Copie, sem nenhuma alteração, o trecho do texto sobre os gastos da Previdência que começa pelas palavras contendo "O Brasil é um" e termina em "a três vezes.".

Texto fornecido:

━━━

O Brasil é um país ainda jovem que tem despesas previdenciárias equivalentes a um de população idosa. Mesmo tendo apenas 7,4% de sua população acima de 65 anos, gastou 11% do PIB com a Previdência em 2014, ao passo que a despesa esperada, conforme a relação entre essas variáveis para uma miríade de países, era de aproximadamente 3,6% do PIB.

A perspectiva futura é de aumento ainda maior dos gastos, com um crescimento de 7,1% no nível federal até 2060. Segundo projeções oficiais, os gastos bi nível federal (logo, RGPS e RPPS civil e militar do governo federal) chegarão a 17% do PIB em 2060. O déficit, por sua vez, deve sair dos atuais 3,6% do PIB para um total de 11,5% – um aumento superior a três vezes.

━━━

Amostras de dados:
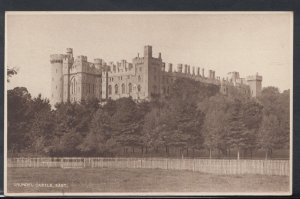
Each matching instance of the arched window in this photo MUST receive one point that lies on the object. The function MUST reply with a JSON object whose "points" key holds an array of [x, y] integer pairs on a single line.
{"points": [[109, 89], [130, 87], [116, 89], [123, 88]]}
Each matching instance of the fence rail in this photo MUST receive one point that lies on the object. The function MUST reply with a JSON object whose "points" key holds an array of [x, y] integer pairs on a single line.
{"points": [[216, 166]]}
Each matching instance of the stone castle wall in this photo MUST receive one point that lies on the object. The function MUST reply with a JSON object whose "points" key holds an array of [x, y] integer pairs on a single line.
{"points": [[76, 79]]}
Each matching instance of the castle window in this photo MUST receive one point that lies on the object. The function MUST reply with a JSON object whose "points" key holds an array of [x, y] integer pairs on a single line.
{"points": [[123, 88], [130, 87], [109, 89], [116, 89]]}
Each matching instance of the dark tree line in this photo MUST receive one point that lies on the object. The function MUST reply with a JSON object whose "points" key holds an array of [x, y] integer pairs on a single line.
{"points": [[194, 117]]}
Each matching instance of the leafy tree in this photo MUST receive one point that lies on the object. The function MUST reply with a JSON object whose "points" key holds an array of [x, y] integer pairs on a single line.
{"points": [[18, 119], [268, 133]]}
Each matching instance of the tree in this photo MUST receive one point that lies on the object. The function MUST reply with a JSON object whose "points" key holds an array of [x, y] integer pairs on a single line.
{"points": [[238, 135], [18, 119], [268, 133]]}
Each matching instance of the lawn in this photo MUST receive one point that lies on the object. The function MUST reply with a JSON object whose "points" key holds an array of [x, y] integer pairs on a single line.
{"points": [[137, 180]]}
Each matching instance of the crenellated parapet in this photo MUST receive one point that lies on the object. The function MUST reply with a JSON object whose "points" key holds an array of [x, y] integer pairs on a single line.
{"points": [[76, 78]]}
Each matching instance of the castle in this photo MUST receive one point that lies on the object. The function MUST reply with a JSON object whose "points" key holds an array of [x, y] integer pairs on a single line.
{"points": [[76, 79]]}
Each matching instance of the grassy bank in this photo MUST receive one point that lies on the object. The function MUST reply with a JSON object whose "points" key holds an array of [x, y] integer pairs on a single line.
{"points": [[137, 180]]}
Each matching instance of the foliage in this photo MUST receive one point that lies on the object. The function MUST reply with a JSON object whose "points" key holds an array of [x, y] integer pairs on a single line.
{"points": [[195, 116]]}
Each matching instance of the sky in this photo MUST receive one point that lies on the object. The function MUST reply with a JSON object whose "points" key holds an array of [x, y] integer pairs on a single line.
{"points": [[244, 42]]}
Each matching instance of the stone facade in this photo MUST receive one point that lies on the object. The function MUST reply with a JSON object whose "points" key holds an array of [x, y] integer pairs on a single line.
{"points": [[76, 79]]}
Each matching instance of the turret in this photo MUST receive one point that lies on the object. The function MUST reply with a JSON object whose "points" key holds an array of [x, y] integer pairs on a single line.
{"points": [[185, 68], [255, 85], [163, 68], [98, 63], [170, 68], [69, 52], [148, 51], [56, 61], [179, 68]]}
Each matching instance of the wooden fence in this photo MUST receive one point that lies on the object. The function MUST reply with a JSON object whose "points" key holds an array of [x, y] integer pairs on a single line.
{"points": [[216, 166]]}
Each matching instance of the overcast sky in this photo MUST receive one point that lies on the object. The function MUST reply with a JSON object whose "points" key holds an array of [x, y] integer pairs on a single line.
{"points": [[223, 42]]}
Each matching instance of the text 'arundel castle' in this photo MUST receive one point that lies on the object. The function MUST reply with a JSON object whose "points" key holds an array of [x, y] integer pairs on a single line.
{"points": [[76, 79]]}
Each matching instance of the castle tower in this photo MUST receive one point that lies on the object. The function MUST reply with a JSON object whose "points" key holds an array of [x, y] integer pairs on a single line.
{"points": [[148, 51], [67, 64], [254, 83], [179, 68], [56, 61]]}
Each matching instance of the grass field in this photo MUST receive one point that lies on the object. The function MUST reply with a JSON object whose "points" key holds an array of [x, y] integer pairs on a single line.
{"points": [[136, 180]]}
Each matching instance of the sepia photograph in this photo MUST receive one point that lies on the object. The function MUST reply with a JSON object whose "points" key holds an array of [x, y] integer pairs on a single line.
{"points": [[148, 103]]}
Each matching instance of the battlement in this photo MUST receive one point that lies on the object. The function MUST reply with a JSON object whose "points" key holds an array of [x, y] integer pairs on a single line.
{"points": [[254, 77], [98, 61], [69, 51], [57, 58], [81, 58], [139, 79]]}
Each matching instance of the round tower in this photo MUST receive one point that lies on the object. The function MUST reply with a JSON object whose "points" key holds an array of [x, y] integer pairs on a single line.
{"points": [[56, 61]]}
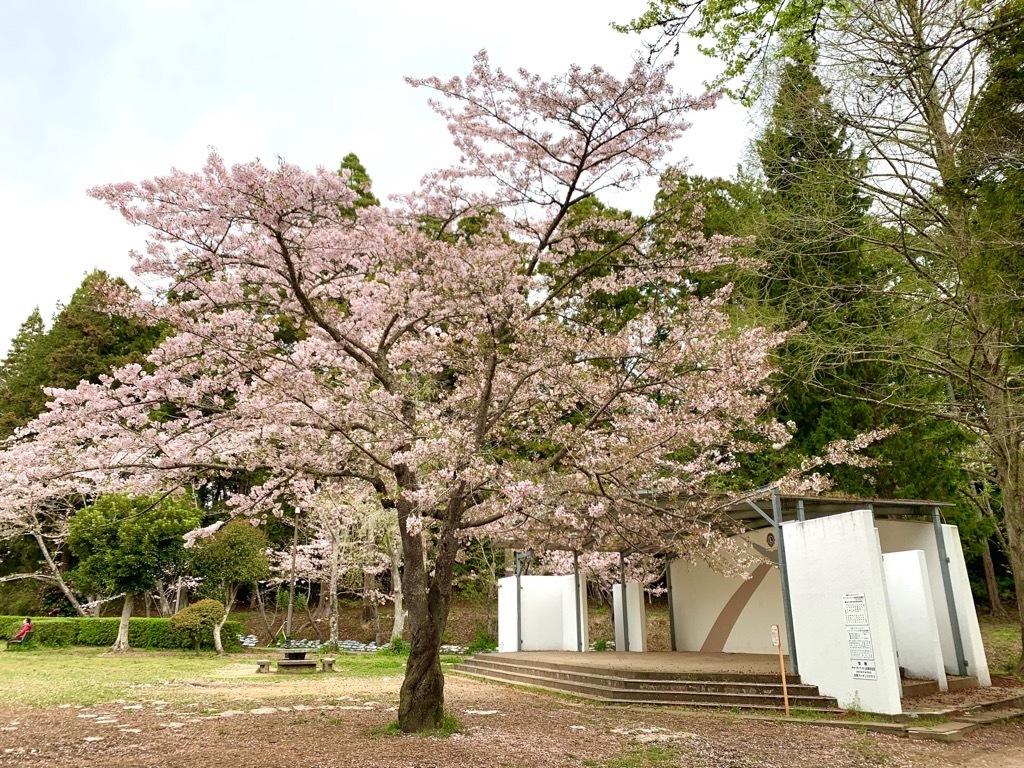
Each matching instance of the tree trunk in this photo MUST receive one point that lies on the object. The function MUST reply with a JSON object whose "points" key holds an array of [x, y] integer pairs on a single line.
{"points": [[218, 644], [163, 604], [369, 588], [1013, 511], [421, 701], [57, 574], [1005, 436], [333, 590], [180, 597], [121, 644], [991, 586], [398, 626]]}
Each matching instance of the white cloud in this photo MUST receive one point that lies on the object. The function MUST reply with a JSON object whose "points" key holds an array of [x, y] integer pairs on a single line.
{"points": [[124, 89]]}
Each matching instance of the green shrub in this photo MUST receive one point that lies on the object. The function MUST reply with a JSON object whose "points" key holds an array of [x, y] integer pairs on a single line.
{"points": [[398, 647], [142, 633], [20, 598], [55, 633], [482, 643], [195, 623], [97, 631], [9, 626]]}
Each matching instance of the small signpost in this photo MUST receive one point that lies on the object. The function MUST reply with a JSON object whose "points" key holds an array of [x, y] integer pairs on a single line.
{"points": [[781, 667]]}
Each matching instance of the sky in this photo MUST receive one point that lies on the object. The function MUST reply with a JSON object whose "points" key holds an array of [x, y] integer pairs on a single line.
{"points": [[122, 90]]}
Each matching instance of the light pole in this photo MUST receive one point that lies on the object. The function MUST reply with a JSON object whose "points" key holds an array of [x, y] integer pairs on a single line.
{"points": [[291, 589]]}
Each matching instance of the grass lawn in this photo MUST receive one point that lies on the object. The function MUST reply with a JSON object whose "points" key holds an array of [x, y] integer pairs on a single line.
{"points": [[88, 676], [1003, 644]]}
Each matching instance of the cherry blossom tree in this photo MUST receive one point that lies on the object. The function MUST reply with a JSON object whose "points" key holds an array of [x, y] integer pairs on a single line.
{"points": [[452, 352]]}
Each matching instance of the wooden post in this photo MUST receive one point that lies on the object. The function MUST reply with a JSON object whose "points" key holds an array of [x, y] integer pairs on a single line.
{"points": [[781, 667]]}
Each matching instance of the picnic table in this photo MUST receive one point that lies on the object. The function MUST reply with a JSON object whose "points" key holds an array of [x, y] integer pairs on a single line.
{"points": [[295, 660]]}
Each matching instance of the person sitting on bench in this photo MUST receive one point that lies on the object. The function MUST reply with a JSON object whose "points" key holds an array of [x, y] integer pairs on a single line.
{"points": [[23, 634]]}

━━━

Resposta da tarefa:
O Brasil é um país ainda jovem que tem despesas previdenciárias equivalentes a um de população idosa. Mesmo tendo apenas 7,4% de sua população acima de 65 anos, gastou 11% do PIB com a Previdência em 2014, ao passo que a despesa esperada, conforme a relação entre essas variáveis para uma miríade de países, era de aproximadamente 3,6% do PIB.

A perspectiva futura é de aumento ainda maior dos gastos, com um crescimento de 7,1% no nível federal até 2060. Segundo projeções oficiais, os gastos bi nível federal (logo, RGPS e RPPS civil e militar do governo federal) chegarão a 17% do PIB em 2060. O déficit, por sua vez, deve sair dos atuais 3,6% do PIB para um total de 11,5% – um aumento superior a três vezes.